- _Required tasks_:
1. In the court opinion excerpt, what amount of damages did the complaint demand?
2. Write out the stretch of the court opinion excerpt from "The complaint demanded" through "This appeal followed.".
3. Translate this sentence from the court opinion excerpt into Spanish: "Appellant declined to plead further, and on November 16, 1936, a judgment of dismissal was entered."

- _Provided passage_:
....
It was further alleged that the infringement suits filed, and the letters written and mailed by defendants, "were not made, done, suffered to be done or committed in good faith, or in an honest belief by defendants as to the validity of" the Farrand and Metcalf patents, but were overt acts committed by defendants "to effect the purposes of the said plan, scheme and conspiracy"; that said patents were invalid because of previous patents and printed publications. There is also an allegation as follows: "* * * That the said, The Rola Company, was, and still is one of the leading loud speaker manufacturers, and was and still is an active competitor of the defendants herein, in the manufacture, sale and distribution of radio loud speakers to the wholesale as well as retail trade."
The complaint demanded judgment for damages in the sum of $1,000,000, and for attorney's fees in the sum of $100,000. A demurrer filed by appellees was sustained *888 on July 7, 1936. Appellant declined to plead further, and on November 16, 1936, a judgment of dismissal was entered. This appeal followed.
In Hicks v. Bekins Moving & Storage Co., 9 Cir., 87 F.2d 583, 586, this court said that, "to show a violation of the Sherman Anti-Trust Act, mere statements of legal conclusions are not sufficient."
Section 1 of the act, 15 U.S.C.A. § 1, provides: "Every contract, combination in the form of trust or otherwise, or conspiracy, in restraint of trade or commerce among the several States, or with foreign nations, is declared to be illegal. Every person who shall make any such contract or engage in any such combination or conspiracy, shall be deemed guilty of a misdemeanor."
Section 2 of the act, 15 U.S.C.A. § 2, provides: "Every person who shall monopolize, or attempt to monopolize, or combine or conspire with any other person or persons, to monopolize any part of the trade or commerce among the several States, or with foreign nations, shall be deemed guilty of a misdemeanor."
....
- _Given data_:
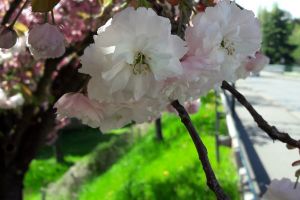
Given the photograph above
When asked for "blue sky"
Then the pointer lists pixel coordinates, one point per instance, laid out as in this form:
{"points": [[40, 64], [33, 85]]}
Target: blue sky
{"points": [[292, 6]]}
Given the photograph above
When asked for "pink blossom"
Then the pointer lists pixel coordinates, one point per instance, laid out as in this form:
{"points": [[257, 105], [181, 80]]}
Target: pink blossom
{"points": [[46, 41], [8, 37]]}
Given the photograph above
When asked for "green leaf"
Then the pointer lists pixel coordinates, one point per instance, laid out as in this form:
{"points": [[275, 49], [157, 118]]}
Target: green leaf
{"points": [[43, 5], [105, 3]]}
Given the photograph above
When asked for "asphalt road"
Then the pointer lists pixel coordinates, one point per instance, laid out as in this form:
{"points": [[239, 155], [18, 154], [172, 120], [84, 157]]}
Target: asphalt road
{"points": [[277, 98]]}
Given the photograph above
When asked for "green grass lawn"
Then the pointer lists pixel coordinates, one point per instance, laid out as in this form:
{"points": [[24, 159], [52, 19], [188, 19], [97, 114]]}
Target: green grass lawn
{"points": [[150, 169], [167, 170]]}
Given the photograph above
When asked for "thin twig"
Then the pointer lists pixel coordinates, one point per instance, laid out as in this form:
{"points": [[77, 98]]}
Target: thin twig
{"points": [[211, 179], [272, 131]]}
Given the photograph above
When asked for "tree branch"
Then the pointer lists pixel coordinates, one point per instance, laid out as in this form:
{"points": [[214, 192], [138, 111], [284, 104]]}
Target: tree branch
{"points": [[211, 179], [272, 131]]}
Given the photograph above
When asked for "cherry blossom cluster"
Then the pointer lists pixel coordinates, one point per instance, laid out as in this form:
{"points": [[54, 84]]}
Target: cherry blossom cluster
{"points": [[137, 67], [45, 37], [11, 102]]}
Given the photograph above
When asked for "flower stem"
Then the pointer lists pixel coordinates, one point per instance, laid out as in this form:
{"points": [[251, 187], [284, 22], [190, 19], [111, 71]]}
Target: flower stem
{"points": [[297, 180], [211, 179]]}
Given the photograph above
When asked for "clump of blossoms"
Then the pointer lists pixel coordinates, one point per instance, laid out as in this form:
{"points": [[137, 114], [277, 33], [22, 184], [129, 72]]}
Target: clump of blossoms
{"points": [[137, 67]]}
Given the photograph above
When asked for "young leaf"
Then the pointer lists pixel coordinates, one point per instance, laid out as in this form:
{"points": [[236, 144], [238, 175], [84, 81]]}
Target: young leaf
{"points": [[43, 5]]}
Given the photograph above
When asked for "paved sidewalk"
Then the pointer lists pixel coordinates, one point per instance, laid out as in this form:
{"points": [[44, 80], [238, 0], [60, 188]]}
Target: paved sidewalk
{"points": [[277, 99]]}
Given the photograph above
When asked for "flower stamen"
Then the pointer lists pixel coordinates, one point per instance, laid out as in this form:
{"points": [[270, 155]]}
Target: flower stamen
{"points": [[140, 65], [228, 46]]}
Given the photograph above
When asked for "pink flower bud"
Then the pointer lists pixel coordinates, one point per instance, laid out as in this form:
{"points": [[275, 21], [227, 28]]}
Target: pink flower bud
{"points": [[8, 37], [46, 41]]}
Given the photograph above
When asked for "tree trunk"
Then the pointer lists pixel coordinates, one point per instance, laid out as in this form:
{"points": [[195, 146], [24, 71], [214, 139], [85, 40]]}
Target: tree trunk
{"points": [[158, 128], [11, 184], [59, 155]]}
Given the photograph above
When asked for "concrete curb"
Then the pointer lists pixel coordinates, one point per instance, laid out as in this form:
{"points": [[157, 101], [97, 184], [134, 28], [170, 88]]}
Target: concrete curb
{"points": [[246, 184]]}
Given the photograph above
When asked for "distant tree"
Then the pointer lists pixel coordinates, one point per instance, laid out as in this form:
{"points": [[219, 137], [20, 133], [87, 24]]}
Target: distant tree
{"points": [[295, 40], [277, 26]]}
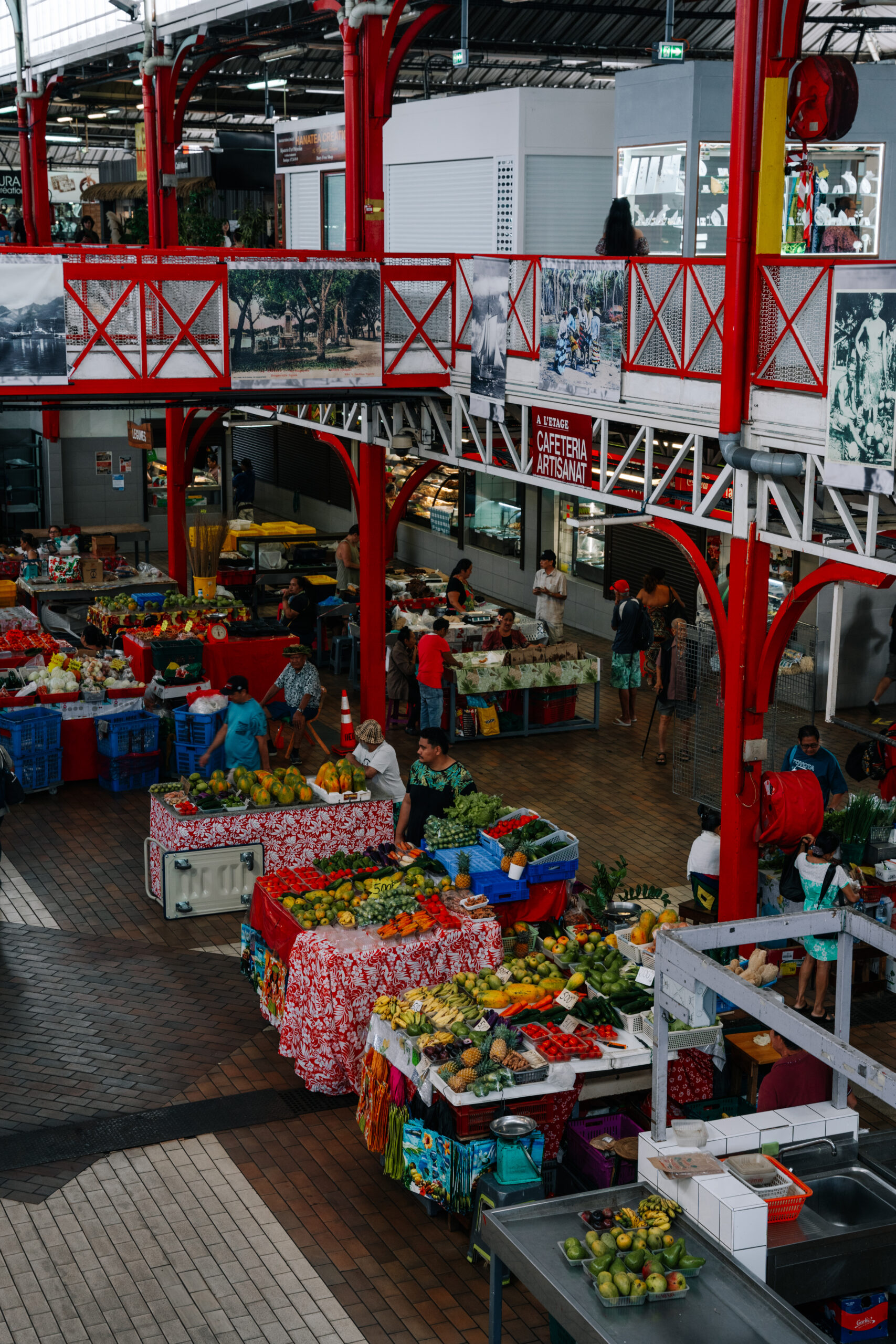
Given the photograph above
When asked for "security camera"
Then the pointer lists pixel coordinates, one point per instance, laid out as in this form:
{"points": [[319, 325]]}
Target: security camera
{"points": [[404, 444]]}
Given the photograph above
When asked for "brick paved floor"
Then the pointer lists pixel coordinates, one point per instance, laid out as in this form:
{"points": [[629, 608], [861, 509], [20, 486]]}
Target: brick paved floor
{"points": [[108, 1007]]}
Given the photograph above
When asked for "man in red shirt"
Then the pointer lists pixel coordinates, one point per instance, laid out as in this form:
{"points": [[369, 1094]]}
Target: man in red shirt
{"points": [[796, 1079], [434, 655]]}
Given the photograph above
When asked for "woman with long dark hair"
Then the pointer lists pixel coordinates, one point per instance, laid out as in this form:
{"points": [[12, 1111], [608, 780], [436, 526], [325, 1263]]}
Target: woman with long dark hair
{"points": [[620, 236]]}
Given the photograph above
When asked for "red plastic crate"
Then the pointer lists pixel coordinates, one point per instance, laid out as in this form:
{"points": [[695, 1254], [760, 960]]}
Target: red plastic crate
{"points": [[473, 1121]]}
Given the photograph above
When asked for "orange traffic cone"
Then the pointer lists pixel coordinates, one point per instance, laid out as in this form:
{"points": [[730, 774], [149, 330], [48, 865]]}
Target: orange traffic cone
{"points": [[345, 730]]}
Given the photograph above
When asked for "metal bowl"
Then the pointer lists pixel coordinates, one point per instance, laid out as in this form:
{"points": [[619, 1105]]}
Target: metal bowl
{"points": [[512, 1127]]}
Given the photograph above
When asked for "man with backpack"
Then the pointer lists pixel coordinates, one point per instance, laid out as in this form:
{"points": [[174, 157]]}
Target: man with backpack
{"points": [[633, 625], [809, 754]]}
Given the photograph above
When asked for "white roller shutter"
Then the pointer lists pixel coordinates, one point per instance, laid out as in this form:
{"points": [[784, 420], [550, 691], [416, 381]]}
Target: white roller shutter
{"points": [[441, 206], [567, 198], [304, 210]]}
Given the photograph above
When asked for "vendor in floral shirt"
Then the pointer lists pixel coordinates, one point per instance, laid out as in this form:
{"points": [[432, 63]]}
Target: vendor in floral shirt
{"points": [[301, 687]]}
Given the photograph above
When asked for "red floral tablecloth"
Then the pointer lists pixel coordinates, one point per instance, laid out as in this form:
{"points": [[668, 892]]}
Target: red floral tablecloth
{"points": [[331, 994], [291, 836]]}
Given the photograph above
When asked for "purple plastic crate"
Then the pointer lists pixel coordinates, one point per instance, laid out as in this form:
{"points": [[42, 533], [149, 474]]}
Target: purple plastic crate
{"points": [[589, 1163]]}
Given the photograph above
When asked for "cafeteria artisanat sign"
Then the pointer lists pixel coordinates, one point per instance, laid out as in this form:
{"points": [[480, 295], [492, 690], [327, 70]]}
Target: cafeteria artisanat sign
{"points": [[562, 445]]}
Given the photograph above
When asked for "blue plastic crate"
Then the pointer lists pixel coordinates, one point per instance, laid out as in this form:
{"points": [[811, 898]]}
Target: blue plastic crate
{"points": [[187, 760], [121, 774], [196, 730], [25, 733], [39, 772], [123, 734]]}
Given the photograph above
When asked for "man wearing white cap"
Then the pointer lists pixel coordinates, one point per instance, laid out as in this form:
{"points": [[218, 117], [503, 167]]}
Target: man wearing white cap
{"points": [[381, 765]]}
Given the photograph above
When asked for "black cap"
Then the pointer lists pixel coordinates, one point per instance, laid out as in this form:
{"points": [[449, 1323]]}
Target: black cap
{"points": [[236, 683]]}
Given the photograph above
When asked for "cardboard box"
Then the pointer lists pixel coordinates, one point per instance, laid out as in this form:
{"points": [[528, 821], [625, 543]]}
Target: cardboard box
{"points": [[90, 569]]}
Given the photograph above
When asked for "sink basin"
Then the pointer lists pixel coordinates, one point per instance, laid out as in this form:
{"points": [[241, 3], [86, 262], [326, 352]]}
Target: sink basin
{"points": [[846, 1202]]}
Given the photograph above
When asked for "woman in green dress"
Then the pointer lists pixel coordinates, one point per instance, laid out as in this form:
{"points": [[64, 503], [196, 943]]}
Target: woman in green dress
{"points": [[823, 881]]}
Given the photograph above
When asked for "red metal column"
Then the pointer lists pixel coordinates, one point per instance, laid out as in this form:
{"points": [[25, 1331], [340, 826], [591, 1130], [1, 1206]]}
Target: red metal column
{"points": [[749, 581], [166, 119], [373, 548], [152, 160], [176, 474]]}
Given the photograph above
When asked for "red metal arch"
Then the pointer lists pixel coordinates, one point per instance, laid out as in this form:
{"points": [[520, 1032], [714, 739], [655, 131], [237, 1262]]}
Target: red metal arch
{"points": [[707, 581], [790, 611]]}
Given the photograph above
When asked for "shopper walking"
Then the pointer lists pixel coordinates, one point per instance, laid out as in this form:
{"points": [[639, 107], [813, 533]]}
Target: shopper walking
{"points": [[625, 673], [400, 679], [823, 881], [433, 784], [550, 593], [890, 675], [349, 561], [433, 656], [381, 765], [458, 596], [676, 687], [244, 733], [620, 237], [809, 754]]}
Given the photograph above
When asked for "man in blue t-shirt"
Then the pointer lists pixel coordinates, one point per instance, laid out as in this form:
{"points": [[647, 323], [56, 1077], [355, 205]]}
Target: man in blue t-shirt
{"points": [[244, 731], [810, 756]]}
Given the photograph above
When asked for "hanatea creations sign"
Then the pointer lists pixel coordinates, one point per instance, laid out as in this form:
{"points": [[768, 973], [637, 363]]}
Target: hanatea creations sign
{"points": [[562, 445], [319, 145]]}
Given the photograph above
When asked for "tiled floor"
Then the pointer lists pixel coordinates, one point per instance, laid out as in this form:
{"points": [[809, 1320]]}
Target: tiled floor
{"points": [[282, 1232]]}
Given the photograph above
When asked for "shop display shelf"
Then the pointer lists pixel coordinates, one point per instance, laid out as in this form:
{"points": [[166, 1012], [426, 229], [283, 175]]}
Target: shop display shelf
{"points": [[196, 730], [39, 772], [25, 733], [123, 774], [123, 734], [187, 760]]}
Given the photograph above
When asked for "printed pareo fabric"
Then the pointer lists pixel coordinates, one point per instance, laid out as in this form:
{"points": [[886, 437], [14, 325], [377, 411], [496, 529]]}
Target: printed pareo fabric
{"points": [[292, 836], [331, 994]]}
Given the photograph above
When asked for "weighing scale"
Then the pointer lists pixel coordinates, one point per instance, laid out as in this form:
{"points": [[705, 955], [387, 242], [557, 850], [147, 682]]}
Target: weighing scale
{"points": [[516, 1179]]}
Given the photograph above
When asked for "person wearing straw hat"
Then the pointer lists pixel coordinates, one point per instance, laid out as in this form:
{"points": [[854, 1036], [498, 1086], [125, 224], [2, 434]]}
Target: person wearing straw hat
{"points": [[379, 764], [301, 687]]}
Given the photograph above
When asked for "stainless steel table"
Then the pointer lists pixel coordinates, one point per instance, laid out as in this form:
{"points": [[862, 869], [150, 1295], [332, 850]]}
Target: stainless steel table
{"points": [[724, 1306]]}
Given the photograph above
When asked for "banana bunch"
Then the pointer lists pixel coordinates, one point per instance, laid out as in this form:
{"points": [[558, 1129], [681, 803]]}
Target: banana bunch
{"points": [[659, 1211]]}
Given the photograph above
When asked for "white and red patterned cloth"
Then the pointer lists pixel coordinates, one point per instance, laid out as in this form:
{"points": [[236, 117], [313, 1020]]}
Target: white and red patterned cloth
{"points": [[292, 836], [331, 994]]}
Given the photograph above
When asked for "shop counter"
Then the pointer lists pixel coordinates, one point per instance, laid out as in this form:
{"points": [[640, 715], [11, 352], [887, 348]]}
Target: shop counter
{"points": [[338, 975], [292, 835], [723, 1303]]}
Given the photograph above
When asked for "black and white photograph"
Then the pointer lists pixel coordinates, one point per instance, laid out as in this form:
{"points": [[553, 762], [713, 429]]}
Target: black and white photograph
{"points": [[33, 323], [488, 337], [861, 386], [582, 315], [305, 324]]}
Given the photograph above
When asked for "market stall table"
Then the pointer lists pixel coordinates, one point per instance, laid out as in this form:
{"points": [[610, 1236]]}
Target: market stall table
{"points": [[289, 835], [80, 594]]}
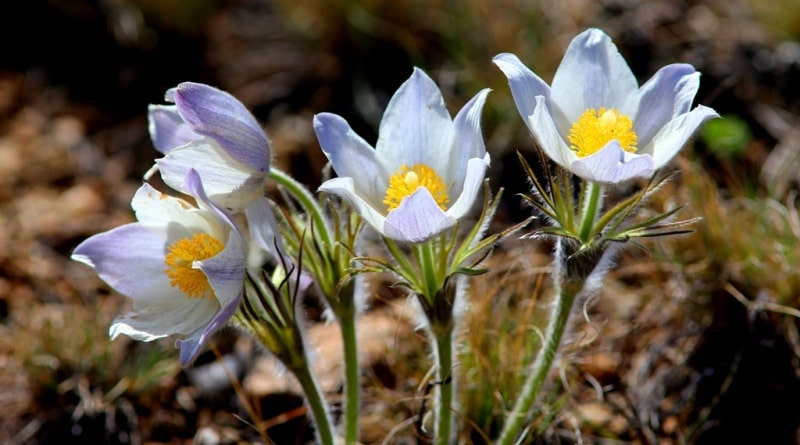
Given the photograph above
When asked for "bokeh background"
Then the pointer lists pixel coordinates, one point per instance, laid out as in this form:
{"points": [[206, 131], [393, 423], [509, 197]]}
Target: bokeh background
{"points": [[692, 340]]}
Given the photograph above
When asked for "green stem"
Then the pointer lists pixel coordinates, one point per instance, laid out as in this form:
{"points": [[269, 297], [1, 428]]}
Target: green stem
{"points": [[541, 367], [592, 204], [443, 410], [306, 199], [347, 325], [315, 400]]}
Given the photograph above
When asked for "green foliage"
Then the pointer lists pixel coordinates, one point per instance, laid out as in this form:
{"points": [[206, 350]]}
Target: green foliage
{"points": [[727, 137]]}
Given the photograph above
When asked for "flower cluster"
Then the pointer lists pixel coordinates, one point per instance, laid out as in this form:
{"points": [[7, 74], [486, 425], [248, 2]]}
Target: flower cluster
{"points": [[188, 262]]}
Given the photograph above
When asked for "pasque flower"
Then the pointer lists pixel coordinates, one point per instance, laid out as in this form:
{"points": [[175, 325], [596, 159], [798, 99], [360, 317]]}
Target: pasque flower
{"points": [[210, 131], [183, 267], [596, 121], [425, 170]]}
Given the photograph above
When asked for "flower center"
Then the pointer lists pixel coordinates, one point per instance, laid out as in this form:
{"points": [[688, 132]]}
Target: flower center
{"points": [[595, 128], [180, 260], [407, 180]]}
....
- _Task-by-task outputs_:
1. $1,000,000

2.
The complaint demanded judgment for damages in the sum of $1,000,000, and for attorney's fees in the sum of $100,000. A demurrer filed by appellees was sustained *888 on July 7, 1936. Appellant declined to plead further, and on November 16, 1936, a judgment of dismissal was entered. This appeal followed.

3. El apelante se negó a presentar más alegatos, y el 16 de noviembre de 1936 se dictó una sentencia de desestimación.